[Data entries]
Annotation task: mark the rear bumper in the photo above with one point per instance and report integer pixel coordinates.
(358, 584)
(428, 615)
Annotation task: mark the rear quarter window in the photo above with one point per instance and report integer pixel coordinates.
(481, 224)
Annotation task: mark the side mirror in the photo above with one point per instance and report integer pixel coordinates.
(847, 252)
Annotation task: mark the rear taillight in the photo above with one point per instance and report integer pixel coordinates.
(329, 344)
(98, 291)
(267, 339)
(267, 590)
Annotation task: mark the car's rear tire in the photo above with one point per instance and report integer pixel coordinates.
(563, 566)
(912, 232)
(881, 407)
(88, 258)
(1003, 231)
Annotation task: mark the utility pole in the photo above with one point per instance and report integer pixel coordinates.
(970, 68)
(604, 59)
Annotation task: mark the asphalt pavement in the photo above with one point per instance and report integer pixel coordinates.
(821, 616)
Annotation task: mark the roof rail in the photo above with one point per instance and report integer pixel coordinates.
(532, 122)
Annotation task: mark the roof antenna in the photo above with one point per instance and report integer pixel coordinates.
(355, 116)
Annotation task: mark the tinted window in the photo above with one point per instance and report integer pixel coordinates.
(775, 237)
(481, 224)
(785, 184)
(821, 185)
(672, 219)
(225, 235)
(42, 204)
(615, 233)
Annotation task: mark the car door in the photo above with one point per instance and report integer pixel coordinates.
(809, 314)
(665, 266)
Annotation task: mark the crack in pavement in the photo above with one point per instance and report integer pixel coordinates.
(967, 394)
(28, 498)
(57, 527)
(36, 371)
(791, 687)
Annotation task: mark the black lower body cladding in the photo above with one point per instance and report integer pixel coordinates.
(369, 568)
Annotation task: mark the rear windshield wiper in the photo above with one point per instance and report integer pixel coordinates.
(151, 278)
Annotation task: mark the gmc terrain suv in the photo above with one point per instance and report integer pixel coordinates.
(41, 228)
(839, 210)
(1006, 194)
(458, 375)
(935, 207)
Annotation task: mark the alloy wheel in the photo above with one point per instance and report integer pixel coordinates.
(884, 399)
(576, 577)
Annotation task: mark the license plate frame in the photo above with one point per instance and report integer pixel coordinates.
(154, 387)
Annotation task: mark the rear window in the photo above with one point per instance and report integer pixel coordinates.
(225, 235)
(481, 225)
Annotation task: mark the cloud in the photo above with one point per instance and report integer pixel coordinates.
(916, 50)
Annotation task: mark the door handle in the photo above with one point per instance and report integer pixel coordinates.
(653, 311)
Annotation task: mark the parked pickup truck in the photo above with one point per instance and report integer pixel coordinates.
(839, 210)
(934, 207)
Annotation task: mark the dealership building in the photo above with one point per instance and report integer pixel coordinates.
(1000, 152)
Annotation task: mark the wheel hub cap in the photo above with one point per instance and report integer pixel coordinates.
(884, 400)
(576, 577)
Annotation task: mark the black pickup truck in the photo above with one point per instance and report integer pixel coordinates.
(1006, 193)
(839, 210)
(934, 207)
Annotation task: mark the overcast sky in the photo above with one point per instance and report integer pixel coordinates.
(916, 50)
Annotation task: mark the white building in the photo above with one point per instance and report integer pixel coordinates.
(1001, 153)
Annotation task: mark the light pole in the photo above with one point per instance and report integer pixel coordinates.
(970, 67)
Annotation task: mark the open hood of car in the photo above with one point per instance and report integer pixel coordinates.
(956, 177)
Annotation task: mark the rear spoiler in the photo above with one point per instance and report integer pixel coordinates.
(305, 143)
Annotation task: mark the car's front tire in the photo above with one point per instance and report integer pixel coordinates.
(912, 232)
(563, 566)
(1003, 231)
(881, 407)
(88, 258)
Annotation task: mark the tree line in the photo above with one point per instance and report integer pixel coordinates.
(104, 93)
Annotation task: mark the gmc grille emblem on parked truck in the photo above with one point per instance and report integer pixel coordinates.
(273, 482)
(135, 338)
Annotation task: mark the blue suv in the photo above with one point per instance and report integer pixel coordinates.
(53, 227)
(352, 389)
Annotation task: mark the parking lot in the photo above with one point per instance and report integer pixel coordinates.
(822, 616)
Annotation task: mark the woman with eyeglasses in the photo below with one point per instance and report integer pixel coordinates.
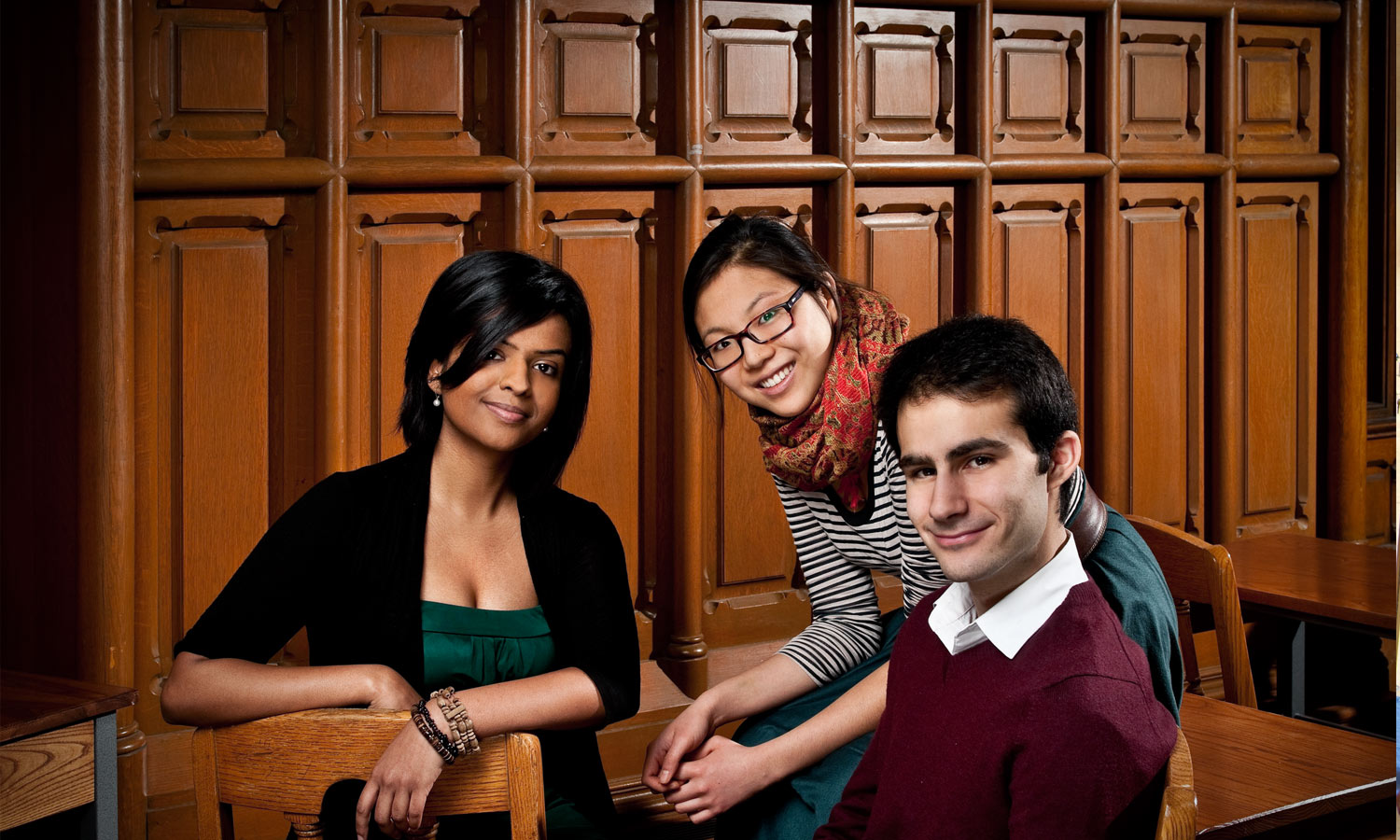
(456, 565)
(770, 322)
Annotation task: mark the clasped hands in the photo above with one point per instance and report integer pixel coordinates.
(703, 775)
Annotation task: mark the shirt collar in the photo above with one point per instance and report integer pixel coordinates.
(1015, 618)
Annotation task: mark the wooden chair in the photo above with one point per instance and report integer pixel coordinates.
(1203, 573)
(1176, 819)
(287, 762)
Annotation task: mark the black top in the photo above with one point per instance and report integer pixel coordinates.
(346, 562)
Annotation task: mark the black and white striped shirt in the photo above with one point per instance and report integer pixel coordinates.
(837, 552)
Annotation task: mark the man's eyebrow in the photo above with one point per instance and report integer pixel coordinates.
(706, 335)
(969, 447)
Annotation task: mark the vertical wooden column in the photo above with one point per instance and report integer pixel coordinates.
(840, 25)
(336, 450)
(1344, 304)
(973, 294)
(686, 655)
(106, 398)
(1224, 296)
(1106, 456)
(520, 126)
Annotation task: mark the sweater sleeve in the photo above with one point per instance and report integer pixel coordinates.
(845, 629)
(269, 596)
(594, 629)
(1092, 752)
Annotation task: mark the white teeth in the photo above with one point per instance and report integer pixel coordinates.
(776, 377)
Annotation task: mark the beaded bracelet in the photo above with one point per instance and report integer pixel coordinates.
(462, 728)
(436, 738)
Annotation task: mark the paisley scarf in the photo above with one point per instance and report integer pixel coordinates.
(831, 444)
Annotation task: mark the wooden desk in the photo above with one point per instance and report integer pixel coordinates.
(58, 749)
(1321, 581)
(1257, 770)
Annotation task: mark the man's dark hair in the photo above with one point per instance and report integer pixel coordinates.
(974, 357)
(478, 302)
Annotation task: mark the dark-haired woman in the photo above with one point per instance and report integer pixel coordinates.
(456, 563)
(805, 352)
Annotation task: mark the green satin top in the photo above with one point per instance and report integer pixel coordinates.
(465, 646)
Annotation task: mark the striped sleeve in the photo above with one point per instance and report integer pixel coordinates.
(845, 629)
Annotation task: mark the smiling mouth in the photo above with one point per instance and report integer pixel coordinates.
(778, 377)
(507, 413)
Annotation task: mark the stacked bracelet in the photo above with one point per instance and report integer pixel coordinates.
(436, 738)
(464, 733)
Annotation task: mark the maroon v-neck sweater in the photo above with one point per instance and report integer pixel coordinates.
(1064, 741)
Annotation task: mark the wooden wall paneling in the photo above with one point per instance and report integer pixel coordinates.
(1343, 341)
(1162, 95)
(1038, 268)
(1038, 70)
(1148, 349)
(759, 78)
(1271, 325)
(399, 245)
(904, 249)
(608, 243)
(749, 593)
(904, 81)
(224, 80)
(1279, 89)
(598, 83)
(420, 78)
(106, 506)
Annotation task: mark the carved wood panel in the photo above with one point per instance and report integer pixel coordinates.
(749, 594)
(608, 243)
(904, 249)
(1276, 329)
(903, 81)
(224, 417)
(223, 80)
(1148, 350)
(422, 78)
(759, 78)
(1038, 83)
(1279, 89)
(1162, 83)
(1038, 268)
(399, 245)
(598, 81)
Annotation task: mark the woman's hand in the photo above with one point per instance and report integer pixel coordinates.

▶ _YOUR INSTRUCTIONS_: Should a picture appear among the entries, skip it and copy the rest exactly.

▶ _WRITTEN RESPONSE_:
Annotation task: mark the rear bumper in the photo above with one point per instance and report integer pixel coordinates.
(358, 584)
(428, 615)
Annotation task: mark the rear quarter window in the photo above with one point per instance and report integer pixel coordinates.
(481, 224)
Annotation task: mark the side mirror in the photo above with one point per instance and report integer pixel coordinates.
(847, 252)
Annotation task: mark the rear taillight in the photo above with one point per instance and report integer pixel coordinates.
(329, 344)
(98, 291)
(267, 339)
(267, 590)
Annotation task: mark the car's rear tire in the photo above with one point per instance and report integer pixel coordinates.
(563, 566)
(912, 232)
(881, 407)
(88, 258)
(1003, 231)
Annotation task: mark the utility pole in the photo above with one point per instance and report integer pixel coordinates.
(970, 68)
(604, 59)
Annotation task: mark the asphalt pavement in the photo above with one point per instance and report integer pixel coordinates.
(821, 616)
Annotation task: mark the roof rail in the photo above with one point per instance and report integer pixel coordinates.
(532, 122)
Annotation task: mark the roof antenna in the photo above with one point per instance and report integer pixel coordinates.
(355, 116)
Annotation task: mark the tinted window in the photo above with one point per instance and report integer pixel coordinates.
(775, 237)
(481, 224)
(785, 184)
(821, 185)
(672, 219)
(225, 235)
(42, 204)
(615, 233)
Annotation task: mark the car door in the photo above with one point per instance and report integer pixel coordinates.
(809, 314)
(665, 266)
Annotation task: mark the crack in pavement in the photo above with one point per instance and report integer pixel coordinates.
(967, 394)
(28, 498)
(57, 527)
(36, 371)
(791, 687)
Annotation task: mark the black lower body cladding in the photo above with one point per instance and report integer pixel coordinates.
(369, 568)
Annotation task: mark the rear windshield wiper in the photo above with one point per instance and report integer pixel coordinates.
(151, 278)
Annotation task: mark the gmc terrain suv in the photo above with one point per instance and report integer pixel coordinates.
(41, 228)
(839, 210)
(1006, 194)
(458, 375)
(935, 207)
Annotation task: mark the alloy wheel in the photo above with one point per instance and report integer pixel coordinates.
(884, 399)
(576, 577)
Annotation task: mark the license plate frame in the photo above with one point per instance and report integer pixel coordinates.
(154, 387)
Annotation task: mark the rear window in the photo above with one point per instance and report integer pixel coordinates.
(225, 235)
(481, 225)
Annotation task: mark the cloud in the photo above with one point per instance and report integer pixel coordinates.
(916, 50)
Annotation task: mark the door handle in the photo above with one point per instance and report integer pixel coordinates.
(653, 311)
Annotation task: mark the parked pickup truck in the photo above with one point per instance and report integer pixel coordinates.
(839, 210)
(934, 207)
Annotation task: mark the dealership building in the photo above with one point per instance and report integer pixel coordinates.
(1000, 152)
Annotation task: mark the wheel hub cap in the photo above with one point per instance and report integer pixel coordinates.
(884, 400)
(576, 577)
Annotation task: mark the black pickup truck in the photo above with one point per instance and report integer pixel coordinates.
(1006, 193)
(839, 210)
(934, 207)
Annotation task: mark the overcast sky in the photo above with one point per instance and report integer pixel coordinates.
(916, 50)
Annotation task: mark the white building in the photo above with one point per instance and report integer pixel coordinates.
(1001, 153)
Annotation task: mark the light pole in the photo above with one point per instance and report integer pixel coordinates.
(970, 67)
Annotation task: mark the open hood of car in the photo above with one point per instance and report integer pixel coordinates.
(956, 177)
Annotation task: mark the rear spoiler in the photo above with one point per instance and report integer pixel coordinates.
(305, 143)
Annotation task: mark the car's front tire in the photo above with one point per instance and report integer pixel coordinates.
(912, 232)
(563, 566)
(1003, 231)
(881, 407)
(88, 258)
Annotation task: mark the tree line in the photo above with one point per instance and report integer pixel coordinates.
(104, 93)
Annotation task: mark the gmc grille emblem on parked truck in the photo above with one point per instance and report integer pixel coordinates.
(273, 482)
(135, 338)
Annotation task: mark the blue suv in the photo above with one point per instance and report integer pixel coordinates.
(53, 227)
(352, 389)
Annotation task: mark the parking lot in the photo above with one point per instance and report integer pixel coordinates.
(822, 616)
Annotation task: mark the woman with eyeglasses in the photo below with one point per instance and report integer pixel coordinates.
(456, 565)
(770, 322)
Annotation task: mark the clasped hands in the photo above with one point per instance and report integer pixel coordinates.
(703, 775)
Annotation task: mark the shirt collar in the photo above with one point per instance and report integer pixel coordinates.
(1015, 618)
Annotation task: mark the wooden chair in the photo above with one point per instance and report integer pixel coordinates.
(1203, 573)
(1176, 819)
(287, 762)
Annotation task: mark the black top in the photo above with one point per instance and report integer pixel coordinates.
(346, 562)
Annotation task: mark the black and white striped shirt in the photo above with one point per instance and report integer pixel coordinates.
(837, 552)
Annotation task: mark the man's eyebrow in the photo above with one point per instance and report integer pixel coordinates.
(706, 335)
(969, 447)
Annotation task: mark the vertical wooden column in the photo above with one point per instance and report integer pixel coordinates.
(840, 25)
(336, 450)
(1344, 304)
(973, 294)
(686, 655)
(106, 398)
(1224, 296)
(1106, 456)
(520, 126)
Annotation task: mark the sweater sleeve in the photo above with one point per instance and report integer pixel coordinates.
(845, 629)
(269, 596)
(594, 629)
(1092, 752)
Annotation task: mark the white teeth in the photo above with one point per instance and report integer pixel coordinates.
(776, 377)
Annotation task: mark the beaded bracelet in the photo above with one point per instance and report integer pixel coordinates.
(462, 728)
(436, 738)
Annotation task: mark the paisley scarf in the photo above with one point per instance and report integer pixel coordinates.
(831, 444)
Annotation task: mark the wooden desk in the photo above with one point per instance and report integer pixel coordinates.
(58, 749)
(1321, 581)
(1257, 770)
Annotation task: mark the man's dark hair in the photo above with one point per instance and report integer pixel coordinates.
(974, 357)
(478, 302)
Annotation task: mark the dark-haired woman in the photo above with one point per instance and report integer pixel coordinates.
(456, 563)
(805, 352)
Annotation task: mark the green satin top in the photo above with one point per instance and report integer pixel coordinates.
(465, 646)
Annotation task: mark the striped sleeve in the photo above with one point per instance and report integer pixel coordinates.
(845, 629)
Annotation task: mark the smiling mouth in the photo above with one point per instance and report integer pixel coordinates.
(778, 377)
(507, 413)
Annotation task: mark the stacked bracelet in the photo above with one point per instance and report integer pixel coordinates.
(436, 738)
(464, 733)
Annotation task: mark the maroon v-neck sweater in the photo above with one point per instance and report integer pixel coordinates.
(1064, 741)
Annotation task: mark the wooden wall paneling in the photo above with one point per instance and report integer pixel coordinates.
(1343, 341)
(1162, 95)
(1038, 268)
(1038, 70)
(1148, 349)
(759, 78)
(1271, 325)
(399, 245)
(904, 249)
(608, 243)
(749, 593)
(904, 81)
(224, 80)
(1279, 89)
(598, 83)
(420, 78)
(106, 506)
Annotation task: mark the carved wood panel in the photo above with one point per instance and report integer pixel coordinates.
(749, 594)
(608, 243)
(904, 249)
(1276, 329)
(903, 81)
(224, 417)
(223, 80)
(1148, 350)
(422, 78)
(759, 78)
(1038, 83)
(1279, 89)
(1162, 83)
(1038, 268)
(399, 245)
(598, 81)
Annotation task: mark the woman's hand in the photo above with one point per instance and report integer pixel coordinates.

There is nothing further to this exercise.